Given task 1 | Please put the rows, starting at the first line of the rows and ending at the line containing "[(614, 516), (751, 535)]", into a JSON list of strings, one string per line, with blank lines left out.

Selected passage |

Test data is significant in case you want to run tests on the data of real users. Some examples of test data include product orders, sets of names, and other pertinent information on the application. No developer wishes to delete or update a real set of data from a real user’s application. Hence, it is crucial to retain a set of test data that can be further modified to ensure each of the functions of the software application is effectively working.

Tip: Test data development should be done concurrently with test case development.



• Test Environment

Testing software applications are equally important as the test environment in which it is performed. It is crucial to conduct tests on different devices, browsers, and OS to ensure software compatibility. For example, if you plan to execute performance or usability testing, you need to include various devices to execute the test on the application.

Tip: Always set up a test environment before initiating testing.

Being a tester, you often try to avoid any complexity in testing software applications. It is highly preferred that the testing team starts software testing earlier, as it would allow the developer to finish the development process on time. Further, it will also take time and cost.

However, if you start testing at a later stage of the software development process, it might delay the software release and can turn out to be expensive. The main reason is the challenge of keeping track of the changes or bugs for rectification once the software reaches its final release phase.

Therefore, dividing the software development process into different phases is best. Then, perform testing in every such phase before heading forward to the next phase. It will allow you to quickly complete the software development process with adequate outcomes.

Additionally, it enables the integration of diverse modules, as you will be aware that independent testing executed for every module is done and working according to the given specification. But you might think about how much time testing can be done. It just depends on the project’s needs.

Also, software testing is not limited to any number. The frequency of software testing depends on how crucial the quality and security of the software application are to you and the organization. Preferably, testing needs to go in accordance with the development.

In such a process, testers are accountable for finding a maximum number of defects in the initial phase of software development. It is essential because, for example, if any bug fixes or modifications are required in the software application's design, they can be incorporated early.

Each software undergoes different phases of the Software Testing Life Cycle (STLC). It is the sequence of actions performed during the testing process to meet the quality of the software.

Detailed information on the different phases of software testing includes the following:

• Evaluation of Requirement

It is the first phase in which the testing team identifies the testing requirements and items to be tested. The team defines such requirements (functional and non-functional) to check whether they are testable.

Actions required in the requirement analysis phase:

• Recognize specific tests to be done.
• Collect details on testing priorities and focus.
• Develop a Requirement Traceability Matrix (RTM).
• Recognize the test environment.
• Analysis of automation feasibility.
• Test Planning

In the next phase, the testing team prepares a plan that defines the project's time, cost, and effort. In addition to this, factors like the test environment, test limitations, test schedule, and resources are also determined.

It includes the following elements:

• Developing a test plan and strategy
• Selection of testing tools
• Estimation of efforts
• Training needs
• Test Case Design

Moving on to the test plan, testers work on writing and creating test cases. Identification of test data is followed by reviewing and reworking the test scripts and test cases. It includes the following action:

• Create test cases
• Review of test cases
• Create test data
• Setup of the Test Environment

In the next phase, the testers determine the workings of the hardware and software of the products. It is usually done along with the test case development phase. Here, testers can do smoke testing for the given environment.

Location labeling rows

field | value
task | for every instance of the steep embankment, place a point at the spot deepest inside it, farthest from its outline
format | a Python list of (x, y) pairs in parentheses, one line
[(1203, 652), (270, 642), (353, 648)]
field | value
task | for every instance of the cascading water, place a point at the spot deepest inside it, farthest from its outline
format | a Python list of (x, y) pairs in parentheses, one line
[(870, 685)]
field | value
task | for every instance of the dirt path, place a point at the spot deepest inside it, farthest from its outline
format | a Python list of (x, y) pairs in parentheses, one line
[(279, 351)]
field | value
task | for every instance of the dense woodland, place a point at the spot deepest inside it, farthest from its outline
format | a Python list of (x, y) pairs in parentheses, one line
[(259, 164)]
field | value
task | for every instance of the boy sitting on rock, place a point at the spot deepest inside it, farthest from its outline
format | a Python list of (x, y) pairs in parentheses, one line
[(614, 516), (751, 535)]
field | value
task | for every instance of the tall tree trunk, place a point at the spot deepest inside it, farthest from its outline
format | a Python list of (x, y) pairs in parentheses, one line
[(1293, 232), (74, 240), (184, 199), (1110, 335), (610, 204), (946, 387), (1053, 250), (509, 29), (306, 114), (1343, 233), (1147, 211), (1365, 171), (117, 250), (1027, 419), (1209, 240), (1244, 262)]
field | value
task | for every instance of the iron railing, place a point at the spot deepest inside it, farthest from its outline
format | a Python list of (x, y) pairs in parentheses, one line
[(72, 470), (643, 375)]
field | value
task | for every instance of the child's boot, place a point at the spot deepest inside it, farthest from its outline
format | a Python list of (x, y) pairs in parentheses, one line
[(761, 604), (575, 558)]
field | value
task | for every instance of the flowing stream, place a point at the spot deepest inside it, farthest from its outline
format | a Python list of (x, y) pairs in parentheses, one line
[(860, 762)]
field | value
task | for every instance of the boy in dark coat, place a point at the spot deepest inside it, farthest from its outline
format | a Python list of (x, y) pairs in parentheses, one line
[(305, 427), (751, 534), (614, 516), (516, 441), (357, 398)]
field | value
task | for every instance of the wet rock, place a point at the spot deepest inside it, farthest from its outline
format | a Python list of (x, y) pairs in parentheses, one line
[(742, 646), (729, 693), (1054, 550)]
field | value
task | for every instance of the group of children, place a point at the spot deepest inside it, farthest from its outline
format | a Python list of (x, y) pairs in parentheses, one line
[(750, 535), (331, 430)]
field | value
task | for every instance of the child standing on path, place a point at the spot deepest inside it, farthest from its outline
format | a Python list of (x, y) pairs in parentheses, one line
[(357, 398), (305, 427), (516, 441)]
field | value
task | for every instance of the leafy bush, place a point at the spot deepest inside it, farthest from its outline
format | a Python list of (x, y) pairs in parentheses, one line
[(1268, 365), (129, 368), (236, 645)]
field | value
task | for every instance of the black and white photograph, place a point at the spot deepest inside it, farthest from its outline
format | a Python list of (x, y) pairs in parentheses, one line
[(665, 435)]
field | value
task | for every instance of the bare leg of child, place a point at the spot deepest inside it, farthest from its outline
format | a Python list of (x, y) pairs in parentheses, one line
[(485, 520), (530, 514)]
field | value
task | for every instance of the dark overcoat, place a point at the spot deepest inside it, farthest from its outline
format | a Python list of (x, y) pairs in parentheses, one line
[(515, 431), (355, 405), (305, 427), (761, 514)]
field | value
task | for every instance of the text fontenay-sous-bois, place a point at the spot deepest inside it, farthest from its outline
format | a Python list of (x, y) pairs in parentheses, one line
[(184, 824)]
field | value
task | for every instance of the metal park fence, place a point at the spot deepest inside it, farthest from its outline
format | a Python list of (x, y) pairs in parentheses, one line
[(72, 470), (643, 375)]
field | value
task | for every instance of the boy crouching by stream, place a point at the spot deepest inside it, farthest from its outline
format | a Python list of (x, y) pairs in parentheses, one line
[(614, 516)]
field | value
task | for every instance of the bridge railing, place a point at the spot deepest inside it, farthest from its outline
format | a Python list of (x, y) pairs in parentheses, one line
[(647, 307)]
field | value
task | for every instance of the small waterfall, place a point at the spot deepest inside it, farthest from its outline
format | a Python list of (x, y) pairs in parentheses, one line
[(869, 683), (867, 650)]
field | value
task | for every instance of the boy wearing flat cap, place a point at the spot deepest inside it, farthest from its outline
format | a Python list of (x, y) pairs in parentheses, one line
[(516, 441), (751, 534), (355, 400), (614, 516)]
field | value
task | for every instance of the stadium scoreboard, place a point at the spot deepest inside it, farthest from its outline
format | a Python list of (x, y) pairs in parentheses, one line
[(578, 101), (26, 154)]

Given task 2 | Summarize the passage on software testing in two sentences.

Written solution 1 |
[
  "field | value",
  "task | for every instance of the steep embankment, place a point at the spot deepest inside it, farthest from its outline",
  "format | a Python list of (x, y) pairs in parentheses, one line",
  "[(1203, 652), (270, 642), (353, 648)]",
  "field | value",
  "task | for every instance of the cascading water, place a point at the spot deepest inside it, farthest from its outline",
  "format | a Python list of (x, y) pairs in parentheses, one line",
  "[(870, 685)]",
  "field | value",
  "task | for every instance of the dirt path, place a point at the spot deepest inside it, farthest from its outline",
  "format | a Python list of (x, y) pairs in parentheses, one line",
  "[(279, 351)]",
  "field | value",
  "task | for every instance of the dense woodland, place a point at the spot deepest inside it, farthest from its outline",
  "format | a Python list of (x, y) pairs in parentheses, one line",
  "[(259, 164)]",
  "field | value",
  "task | for every instance of the boy sitting on rock, place a point at the spot deepest inside it, farthest from its outline",
  "format | a Python list of (x, y) pairs in parentheses, one line",
  "[(614, 516), (751, 535)]"
]

Written solution 2 | Testing needs a modifiable set of test data and a test environment covering different devices, browsers, and operating systems. It should start early and run in every phase of development, since late testing can delay release and prove expensive, and software also goes through phases of the Software Testing Life Cycle such as requirement evaluation, test planning, test case design, and test environment setup.